:: RAW DATA
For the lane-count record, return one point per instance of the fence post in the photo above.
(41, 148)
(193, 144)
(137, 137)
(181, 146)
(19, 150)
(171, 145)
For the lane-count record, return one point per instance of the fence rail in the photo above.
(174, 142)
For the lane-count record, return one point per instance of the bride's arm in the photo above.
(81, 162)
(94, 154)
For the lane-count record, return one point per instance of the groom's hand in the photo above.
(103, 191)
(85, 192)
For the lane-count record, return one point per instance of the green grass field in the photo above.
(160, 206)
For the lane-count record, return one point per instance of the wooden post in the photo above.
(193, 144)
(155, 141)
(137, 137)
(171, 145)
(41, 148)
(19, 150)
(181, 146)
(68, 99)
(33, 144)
::::
TASK DIRECTIONS -> Could you put every line of the data above into a numbered list, leaving out any blank lines?

WRITTEN RESPONSE ->
1. For the lane-count record, return one point per instance of the fence post in the photo above.
2. (41, 148)
3. (193, 144)
4. (137, 137)
5. (181, 146)
6. (19, 150)
7. (171, 145)
8. For the lane-count record, return one point per instance of the fence rail in the photo above.
9. (174, 142)
10. For the lane-count record, return one point per instance of the bride's arm in the photo above.
11. (81, 162)
12. (94, 154)
13. For the lane-count record, return one point per instance of the groom's hand in the photo above.
14. (103, 191)
15. (85, 192)
16. For the lane-count record, return one point per instance of the green grass field in the photo above.
17. (160, 206)
18. For the lane-count record, return one point per instance of the wooden post in the photo above.
19. (193, 144)
20. (155, 141)
21. (137, 137)
22. (171, 145)
23. (41, 148)
24. (19, 150)
25. (181, 146)
26. (68, 99)
27. (33, 144)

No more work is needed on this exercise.